What would you call it?

Picture this: We drive an hour and a half to reach … a salmon spawning farm. In their parking lot, we don wet suits (though don’t pull them over our tops yet), walk past their security guards and janitors topless (not to mentioned bottomed in wet suits), and head across their campus to a trail that leaves from the other side. We walk, for half an hour, through the forest, in wet suits, sweating with every step.

Now picture us arriving at a crystal clear blue green pond with a beautiful cascade of water leading into it and ten feet high cliffs on either side. Now picture me jumping off the cliff into the pool. Then picture Theresa sliding headfist and backward down the cascade. Picture us crawling “alligator-style” down the flatter regions, headfirst and guiding ourselves over small, smooth boulders and down narrow chutes of water to the next pool. This pool is a whirlpool, without any effort, you would move in circles for eternity.  But with a few well timed strokes we are carried over the next falls, sliding into the next pool.

Picture me running along the wall to this pool completely horizontal before gravity interrupts my fun and sends me crashing into the pool. I try multiple times, each time lasting a step longer than the time before. Picture us careening off a perfect launchpad of a slide to a pool fifteen feet below. Many more jumps and chutes follow.

Picture this trip culminating with a rapel down a 90 foot waterfall, water spraying around us the whole way down. And picture the final jump, a 20 foot leap from behind the waterfall out into its thundering impact.

Now, what would you call this sport/activity?  I have yet to come up with anything better than canyoning (its official name), but a better name is needed.  It just doesn’t do justice to the experience. You guys got any good suggestions?

6 Replies to “What would you call it?”

  1. Wow, that sounds amazing! A natural waterpark … I love it! If you have any pictures of this awesomeness, I’d love to see (as well as info on where this all happened).

  2. Unfortunately, we don’t have pictures since we were in the water the entire time and don’t have a camera equipped to handle complete submersion and getting banged up against rocks. I keep thinking we should have gotten that waterproof Olympus point and shoot. It’s not the best camera in the world but it’s waterproof and drop-proof so it makes up for it in that regard.

    Anyhow, we were in Puerto Varas, Chile on the Rio Blanco River. We organized our trip through Pachamagua (www.pachamagua.com) and would definitely recommend them. If you go to their website you can photos and even video. I can, however, only get the Spanish language page to work, but it’s pretty evident where to go even if you don’t know Spanish.

(Free-text descriptions of objects)
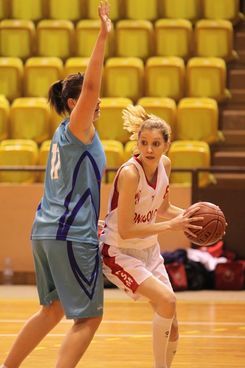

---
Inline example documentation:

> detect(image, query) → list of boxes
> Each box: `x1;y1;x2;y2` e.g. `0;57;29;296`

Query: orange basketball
185;202;226;246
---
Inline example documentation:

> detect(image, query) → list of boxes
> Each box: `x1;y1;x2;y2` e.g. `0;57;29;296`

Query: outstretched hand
98;0;112;33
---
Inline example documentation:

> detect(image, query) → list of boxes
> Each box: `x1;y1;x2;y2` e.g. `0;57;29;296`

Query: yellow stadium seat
0;0;10;19
86;0;121;21
145;56;185;100
95;97;133;143
104;57;144;101
64;56;104;96
10;97;51;144
195;19;238;61
0;19;35;59
155;19;193;59
159;0;202;22
125;0;159;21
168;140;212;187
0;139;38;183
176;98;219;144
124;141;137;162
37;19;74;59
75;20;114;58
0;57;23;101
101;139;124;183
24;57;63;97
64;57;89;77
186;57;230;101
38;140;51;182
11;0;44;21
47;0;85;21
202;0;241;22
137;97;176;140
116;19;153;59
0;95;9;141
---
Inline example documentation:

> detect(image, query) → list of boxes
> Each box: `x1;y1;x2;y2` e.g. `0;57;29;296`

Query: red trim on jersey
134;156;158;189
110;175;119;211
101;244;139;293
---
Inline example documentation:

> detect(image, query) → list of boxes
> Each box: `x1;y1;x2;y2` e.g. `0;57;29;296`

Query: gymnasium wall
0;184;191;272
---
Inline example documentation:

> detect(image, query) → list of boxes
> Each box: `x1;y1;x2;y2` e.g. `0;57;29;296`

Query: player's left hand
98;0;112;33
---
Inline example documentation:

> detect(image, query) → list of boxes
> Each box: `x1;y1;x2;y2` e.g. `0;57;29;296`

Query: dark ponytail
48;73;83;115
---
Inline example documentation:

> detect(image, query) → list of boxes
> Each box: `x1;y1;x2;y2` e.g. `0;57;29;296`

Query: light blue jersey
32;119;106;244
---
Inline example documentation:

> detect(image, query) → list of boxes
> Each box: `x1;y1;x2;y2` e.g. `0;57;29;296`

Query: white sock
153;313;173;368
167;339;179;368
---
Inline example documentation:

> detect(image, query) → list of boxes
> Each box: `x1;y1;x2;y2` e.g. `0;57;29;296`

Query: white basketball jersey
100;157;169;249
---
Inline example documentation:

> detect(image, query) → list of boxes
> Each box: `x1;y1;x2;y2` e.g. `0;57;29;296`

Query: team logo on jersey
134;209;157;224
134;190;141;204
115;270;134;288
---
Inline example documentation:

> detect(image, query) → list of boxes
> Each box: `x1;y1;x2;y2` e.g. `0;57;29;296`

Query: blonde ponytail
122;105;171;142
122;105;150;141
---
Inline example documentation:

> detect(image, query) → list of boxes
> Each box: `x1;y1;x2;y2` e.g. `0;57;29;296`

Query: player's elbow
118;226;130;240
119;230;129;240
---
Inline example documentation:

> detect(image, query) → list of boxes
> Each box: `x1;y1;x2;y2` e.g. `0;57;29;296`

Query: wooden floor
0;290;245;368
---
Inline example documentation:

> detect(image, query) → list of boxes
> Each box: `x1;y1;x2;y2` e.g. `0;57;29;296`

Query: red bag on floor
165;262;188;291
214;261;244;290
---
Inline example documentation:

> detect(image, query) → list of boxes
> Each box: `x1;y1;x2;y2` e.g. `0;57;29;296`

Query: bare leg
4;301;64;368
55;317;102;368
137;277;176;368
167;316;179;368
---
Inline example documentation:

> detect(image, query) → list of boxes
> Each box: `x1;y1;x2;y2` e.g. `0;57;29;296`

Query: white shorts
101;243;173;299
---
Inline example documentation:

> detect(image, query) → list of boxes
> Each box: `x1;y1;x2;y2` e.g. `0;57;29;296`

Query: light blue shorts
32;240;103;319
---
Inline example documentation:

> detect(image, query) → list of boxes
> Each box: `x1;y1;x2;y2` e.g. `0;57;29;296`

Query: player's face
94;98;101;121
138;129;168;164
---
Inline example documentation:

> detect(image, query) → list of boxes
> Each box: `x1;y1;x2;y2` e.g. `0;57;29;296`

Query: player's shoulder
119;163;139;185
162;155;171;176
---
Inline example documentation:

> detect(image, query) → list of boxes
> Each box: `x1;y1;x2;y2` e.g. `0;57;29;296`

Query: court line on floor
0;319;245;326
0;333;245;340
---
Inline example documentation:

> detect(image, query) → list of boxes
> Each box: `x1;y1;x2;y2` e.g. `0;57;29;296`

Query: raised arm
69;0;111;141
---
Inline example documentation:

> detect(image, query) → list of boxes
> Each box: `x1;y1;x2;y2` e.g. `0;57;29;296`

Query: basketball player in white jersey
101;106;202;368
2;0;111;368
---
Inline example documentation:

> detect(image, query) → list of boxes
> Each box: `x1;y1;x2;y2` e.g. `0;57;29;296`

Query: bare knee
156;291;176;318
169;317;179;341
39;300;64;325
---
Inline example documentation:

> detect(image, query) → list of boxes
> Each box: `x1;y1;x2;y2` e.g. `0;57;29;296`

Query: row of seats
0;139;212;187
0;19;237;61
0;56;229;102
0;0;240;22
0;97;221;144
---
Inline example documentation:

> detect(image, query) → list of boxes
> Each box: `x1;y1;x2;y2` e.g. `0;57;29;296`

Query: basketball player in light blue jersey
2;1;111;368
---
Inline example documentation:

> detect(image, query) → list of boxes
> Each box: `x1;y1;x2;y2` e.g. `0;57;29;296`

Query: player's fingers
185;229;197;238
187;224;202;230
188;216;204;222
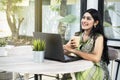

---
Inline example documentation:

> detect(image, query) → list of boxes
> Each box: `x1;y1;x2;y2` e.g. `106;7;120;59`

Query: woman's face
81;12;94;30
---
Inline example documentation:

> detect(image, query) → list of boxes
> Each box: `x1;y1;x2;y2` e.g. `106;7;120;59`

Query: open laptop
33;32;82;62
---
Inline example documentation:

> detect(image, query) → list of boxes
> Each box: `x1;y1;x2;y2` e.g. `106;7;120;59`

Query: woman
64;9;111;80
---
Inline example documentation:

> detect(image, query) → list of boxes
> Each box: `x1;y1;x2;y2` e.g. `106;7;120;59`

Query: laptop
33;32;82;62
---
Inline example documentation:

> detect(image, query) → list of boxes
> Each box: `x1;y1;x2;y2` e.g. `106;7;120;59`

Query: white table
0;46;93;80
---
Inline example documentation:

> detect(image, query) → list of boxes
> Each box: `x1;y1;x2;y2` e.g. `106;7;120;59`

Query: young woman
64;9;111;80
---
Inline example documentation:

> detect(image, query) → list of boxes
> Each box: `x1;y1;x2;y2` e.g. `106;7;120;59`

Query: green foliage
33;39;46;51
0;38;7;47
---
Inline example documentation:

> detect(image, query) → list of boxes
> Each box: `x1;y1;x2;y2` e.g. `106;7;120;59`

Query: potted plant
0;38;7;56
33;39;46;63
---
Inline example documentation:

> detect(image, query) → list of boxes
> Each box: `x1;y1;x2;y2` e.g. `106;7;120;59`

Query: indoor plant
33;39;46;63
0;38;7;56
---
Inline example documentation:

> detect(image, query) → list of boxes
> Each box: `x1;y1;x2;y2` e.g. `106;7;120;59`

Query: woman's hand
63;45;74;54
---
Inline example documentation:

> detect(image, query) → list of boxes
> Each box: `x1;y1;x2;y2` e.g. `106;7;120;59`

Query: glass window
104;0;120;40
0;0;35;44
42;0;80;40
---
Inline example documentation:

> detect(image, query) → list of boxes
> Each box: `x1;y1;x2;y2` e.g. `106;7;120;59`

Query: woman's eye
87;17;91;20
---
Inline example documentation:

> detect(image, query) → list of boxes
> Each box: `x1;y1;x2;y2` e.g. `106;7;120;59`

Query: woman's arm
64;35;103;62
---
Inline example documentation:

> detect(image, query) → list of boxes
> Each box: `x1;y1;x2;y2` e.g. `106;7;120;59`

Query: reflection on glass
104;0;120;39
42;0;80;40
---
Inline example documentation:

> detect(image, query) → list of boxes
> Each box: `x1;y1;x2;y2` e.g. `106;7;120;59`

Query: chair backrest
108;47;118;60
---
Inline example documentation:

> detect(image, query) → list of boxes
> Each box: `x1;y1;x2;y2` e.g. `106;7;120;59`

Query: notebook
33;32;82;62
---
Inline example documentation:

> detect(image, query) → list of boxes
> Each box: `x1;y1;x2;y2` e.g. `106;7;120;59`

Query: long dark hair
82;9;109;64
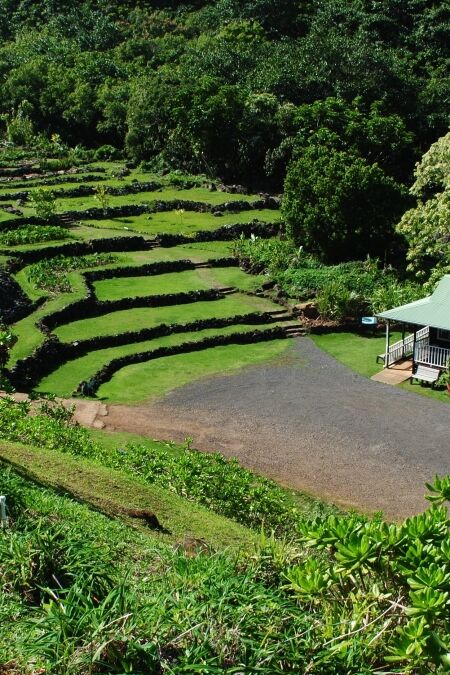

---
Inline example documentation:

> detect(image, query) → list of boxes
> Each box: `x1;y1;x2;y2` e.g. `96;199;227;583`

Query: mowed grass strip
312;331;450;405
0;441;255;548
86;209;281;237
94;270;210;300
98;340;291;404
37;323;287;400
56;181;260;212
94;267;264;300
8;270;86;367
53;293;278;342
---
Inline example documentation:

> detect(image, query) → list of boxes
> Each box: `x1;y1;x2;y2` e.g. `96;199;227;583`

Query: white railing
414;343;450;368
386;326;430;367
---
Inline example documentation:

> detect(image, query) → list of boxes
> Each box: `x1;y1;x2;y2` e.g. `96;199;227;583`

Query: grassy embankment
312;332;450;403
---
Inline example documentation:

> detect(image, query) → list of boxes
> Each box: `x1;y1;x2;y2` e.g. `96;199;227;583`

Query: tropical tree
30;188;56;221
397;133;450;277
283;146;407;262
0;324;17;375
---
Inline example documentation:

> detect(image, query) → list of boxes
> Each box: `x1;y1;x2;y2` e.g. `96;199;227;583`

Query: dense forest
0;0;450;270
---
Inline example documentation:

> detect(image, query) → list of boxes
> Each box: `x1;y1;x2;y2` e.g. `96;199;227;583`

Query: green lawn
98;340;290;404
0;434;253;548
94;267;264;300
311;332;402;377
37;324;286;400
53;181;259;214
94;270;210;300
54;293;277;342
8;270;86;366
81;209;280;237
311;332;450;403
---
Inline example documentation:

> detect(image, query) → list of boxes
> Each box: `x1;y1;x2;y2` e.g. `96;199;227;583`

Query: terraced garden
0;162;299;402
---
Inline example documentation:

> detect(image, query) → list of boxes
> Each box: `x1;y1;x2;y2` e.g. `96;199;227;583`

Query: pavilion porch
377;321;450;370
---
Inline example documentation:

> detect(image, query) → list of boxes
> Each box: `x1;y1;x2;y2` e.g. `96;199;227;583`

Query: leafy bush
0;400;316;531
4;401;450;675
94;145;120;162
27;253;117;293
316;281;368;321
233;237;426;321
0;225;71;246
283;146;408;262
30;187;59;221
233;235;298;276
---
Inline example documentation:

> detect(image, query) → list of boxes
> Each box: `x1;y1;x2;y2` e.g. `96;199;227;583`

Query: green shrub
27;253;117;293
0;225;71;246
0;400;316;531
94;145;120;162
30;187;59;221
316;281;368;321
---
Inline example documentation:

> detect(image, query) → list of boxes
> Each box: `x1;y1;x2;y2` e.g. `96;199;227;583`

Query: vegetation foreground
0;0;450;675
0;399;450;674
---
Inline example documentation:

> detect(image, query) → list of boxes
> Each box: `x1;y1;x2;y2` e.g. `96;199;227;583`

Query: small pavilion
377;274;450;376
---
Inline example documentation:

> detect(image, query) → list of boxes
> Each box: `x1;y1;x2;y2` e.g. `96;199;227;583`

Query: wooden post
384;319;391;368
402;323;405;358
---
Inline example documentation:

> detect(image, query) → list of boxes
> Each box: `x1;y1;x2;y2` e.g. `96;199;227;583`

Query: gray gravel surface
109;338;450;518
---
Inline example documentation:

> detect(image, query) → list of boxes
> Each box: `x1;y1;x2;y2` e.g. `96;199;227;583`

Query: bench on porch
410;365;441;386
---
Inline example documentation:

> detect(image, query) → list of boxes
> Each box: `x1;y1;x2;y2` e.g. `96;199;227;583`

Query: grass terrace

**Work instructions**
A - Output the passage from the canyoning post starting at "Picture this: We" and ending at "with every step.".
B - According to the canyoning post, where did the trip take place?
C - Take the canyoning blog post further, writing what comes after its last sentence.

**Response list**
A -
Picture this: We drive an hour and a half to reach … a salmon spawning farm. In their parking lot, we don wet suits (though don’t pull them over our tops yet), walk past their security guards and janitors topless (not to mentioned bottomed in wet suits), and head across their campus to a trail that leaves from the other side. We walk, for half an hour, through the forest, in wet suits, sweating with every step.

B - In Puerto Varas, Chile, on the Rio Blanco River.

C -
  3. Seems you definitely could use that/a waterproof camera. What’s that twice now we’ve been left photo deprived?

    On the other hand, I’d argue the other side (as it is Saturday and I’m not at school, I need to find a debate somewhere).

    Reasons you should be glad you don’t have the waterproof camera:

    1. You don’t have to take pictures of everything. Do you really want your vacation to be like that mom who puts her camera in her kids face every 6 seconds? Not everything needs to be recorded. Amazingly, as advanced biological creations, we have this amazing gift called memory (although “Junior’s” may still be in development).

    2. Shooting pictures, from my experience, changes how you experience events, situation, things. That’s not to say people should not take photos, merely that recording events changes how we act during such events.

    3. And the best reason: You can say to people, “Well, I don’t have any pictures. You are just going to have to go do it yourself.” You get to be a little selfish and you motivate people at the same time.

    The lack of pictures also challenges the writer’s descriptive skills and the reader’s imagination. Good exercise for the brain.

  4. The same arguments are made about photography of architecture. You can take as many pictures of architecture (facades, interiors, details) but until you actually experience the space there is no way to understand the spaces, let alone know if everything that may look “cool” in a photographs creates a quality space.

    I think photographs are more to help trigger memories that may not be remembered on the surface but recalled seeing a particular image. If something is memorable enough its “photographed” by your memory and no photograph is necessary (i.e. collapse of WTC).

    Hmm, sounds like I may be doing a thesis on memory and architecture.